DOCUMENT EXTRACT
::::::
U.S. v. Contenti, 83-1746

Citation735 F.2d 628
Decision Date01 June 1984
Docket NumberNo. 83-1746,83-1746
Parties15 Fed. R. Evid. Serv. 1665 UNITED STATES of America, Appellee, v. Dino CONTENTI, Defendant, Appellant.
CourtUnited States Courts of Appeals. United States Court of Appeals (1st Circuit)

John F. Cicilline, Providence, R.I., for defendant, appellant.

William C. Bryson, Washington, D.C., with whom Lincoln C. Almond, U.S. Atty., and Edwin J. Gale, Sp. Atty., Dept. of Justice, Providence, R.I., were on brief, for appellee.

Before BOWNES and ALDRICH, Circuit Judges, and HUNTER, * Senior District Judge.

ELMO B. HUNTER, Senior District Judge.

Appellant Dino Contenti was indicted on December 9, 1982, by a grand jury convened in April, 1982, in a multi-count indictment charging six counts of mail fraud in violation of 18 U.S.C. 1341. The theory of the government's case at trial was that appellant, the owner of a financially failing wholesale food business, burned down the building in which his business was housed in order to collect the insurance proceeds. As a result of jury trial he was convicted of six counts of mail fraud and sentenced on the first three counts to concurrent terms of three years' imprisonment. On the remaining counts the district court suspended sentence in favor of a two year term of probation.
::::::
Rows from a pointing dataset
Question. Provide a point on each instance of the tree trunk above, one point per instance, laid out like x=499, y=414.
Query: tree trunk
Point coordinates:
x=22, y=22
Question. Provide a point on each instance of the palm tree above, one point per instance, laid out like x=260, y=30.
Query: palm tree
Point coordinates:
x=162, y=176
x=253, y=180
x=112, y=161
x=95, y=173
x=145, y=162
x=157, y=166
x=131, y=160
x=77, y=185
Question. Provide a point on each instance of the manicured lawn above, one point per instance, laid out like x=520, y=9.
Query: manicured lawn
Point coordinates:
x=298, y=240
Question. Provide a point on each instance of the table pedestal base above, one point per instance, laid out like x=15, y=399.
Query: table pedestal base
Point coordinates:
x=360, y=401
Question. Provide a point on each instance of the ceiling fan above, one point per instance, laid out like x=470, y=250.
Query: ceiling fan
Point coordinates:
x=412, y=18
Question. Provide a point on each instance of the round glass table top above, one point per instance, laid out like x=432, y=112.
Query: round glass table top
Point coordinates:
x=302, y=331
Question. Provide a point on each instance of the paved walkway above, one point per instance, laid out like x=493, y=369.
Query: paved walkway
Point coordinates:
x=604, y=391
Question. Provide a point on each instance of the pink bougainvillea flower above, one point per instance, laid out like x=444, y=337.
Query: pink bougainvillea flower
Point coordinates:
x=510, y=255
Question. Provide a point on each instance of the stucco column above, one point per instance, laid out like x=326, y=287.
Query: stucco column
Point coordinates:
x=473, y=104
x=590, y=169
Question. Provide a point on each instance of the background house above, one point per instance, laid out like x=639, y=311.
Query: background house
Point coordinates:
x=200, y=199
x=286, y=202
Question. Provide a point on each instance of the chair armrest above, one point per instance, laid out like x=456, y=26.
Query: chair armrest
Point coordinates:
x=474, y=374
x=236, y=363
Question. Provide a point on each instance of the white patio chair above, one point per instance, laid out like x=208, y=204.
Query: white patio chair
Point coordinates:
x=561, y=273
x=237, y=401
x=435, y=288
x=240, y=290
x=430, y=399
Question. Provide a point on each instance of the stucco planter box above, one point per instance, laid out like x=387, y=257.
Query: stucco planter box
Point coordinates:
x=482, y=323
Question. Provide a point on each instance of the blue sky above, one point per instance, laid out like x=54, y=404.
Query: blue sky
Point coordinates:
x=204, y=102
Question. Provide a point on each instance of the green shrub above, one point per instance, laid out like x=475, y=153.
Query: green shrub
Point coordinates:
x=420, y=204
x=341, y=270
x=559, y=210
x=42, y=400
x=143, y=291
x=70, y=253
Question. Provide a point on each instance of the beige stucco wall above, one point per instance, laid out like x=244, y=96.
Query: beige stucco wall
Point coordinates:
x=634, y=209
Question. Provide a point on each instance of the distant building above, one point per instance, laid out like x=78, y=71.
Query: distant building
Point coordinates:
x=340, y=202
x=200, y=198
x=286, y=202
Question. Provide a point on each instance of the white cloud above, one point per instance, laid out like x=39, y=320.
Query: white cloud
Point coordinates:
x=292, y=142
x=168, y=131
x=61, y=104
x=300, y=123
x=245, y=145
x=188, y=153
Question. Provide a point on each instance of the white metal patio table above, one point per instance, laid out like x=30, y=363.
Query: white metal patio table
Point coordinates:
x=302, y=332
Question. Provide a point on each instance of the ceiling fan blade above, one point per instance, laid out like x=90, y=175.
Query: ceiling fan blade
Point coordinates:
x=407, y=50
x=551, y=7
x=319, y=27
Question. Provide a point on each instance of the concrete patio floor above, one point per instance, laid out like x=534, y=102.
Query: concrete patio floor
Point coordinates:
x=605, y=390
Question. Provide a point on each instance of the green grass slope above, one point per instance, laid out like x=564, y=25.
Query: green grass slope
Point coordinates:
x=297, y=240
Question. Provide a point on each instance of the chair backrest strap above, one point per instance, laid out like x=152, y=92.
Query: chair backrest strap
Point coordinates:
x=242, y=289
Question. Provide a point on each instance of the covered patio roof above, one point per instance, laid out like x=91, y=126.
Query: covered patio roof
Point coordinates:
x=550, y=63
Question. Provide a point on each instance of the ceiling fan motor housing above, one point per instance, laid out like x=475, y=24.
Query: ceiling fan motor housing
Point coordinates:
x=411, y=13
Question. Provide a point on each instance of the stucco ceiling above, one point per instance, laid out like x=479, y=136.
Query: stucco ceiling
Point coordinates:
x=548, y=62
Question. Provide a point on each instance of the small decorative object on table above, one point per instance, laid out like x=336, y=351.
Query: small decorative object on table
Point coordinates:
::::::
GOALS
1. Please repeat the court opinion word for word, everything from "Citation735 F.2d 628" down to "Appeals (1st Circuit)".
2. Pick up the court opinion right after its last sentence and continue writing it.

RESPONSES PER TASK
1.
Citation735 F.2d 628
Decision Date01 June 1984
Docket NumberNo. 83-1746,83-1746
Parties15 Fed. R. Evid. Serv. 1665 UNITED STATES of America, Appellee, v. Dino CONTENTI, Defendant, Appellant.
CourtUnited States Courts of Appeals. United States Court of Appeals (1st Circuit)

2.
On this appeal appellant claims the district court erroneously denied his trial motion to dismiss the indictment because Rule 6(e) of the Federal Rules of Criminal Procedure had been violated by the prosecutor improperly disclosing matters presented to the earlier grand jury that had been convened in April, 1981, and whose term had expired in October, 1982. The investigation of appellant was begun by the April, 1981, grand jury which heard the testimony of a number of witnesses and presumably obtained other evidentiary material. However, that grand jury did not complete its investigation before its term ended, and "transferred" the investigation to the successor grand jury by having the prosecutor provide the product of the first grand jury to the successor grand jury without first having a court order authorizing him to do so.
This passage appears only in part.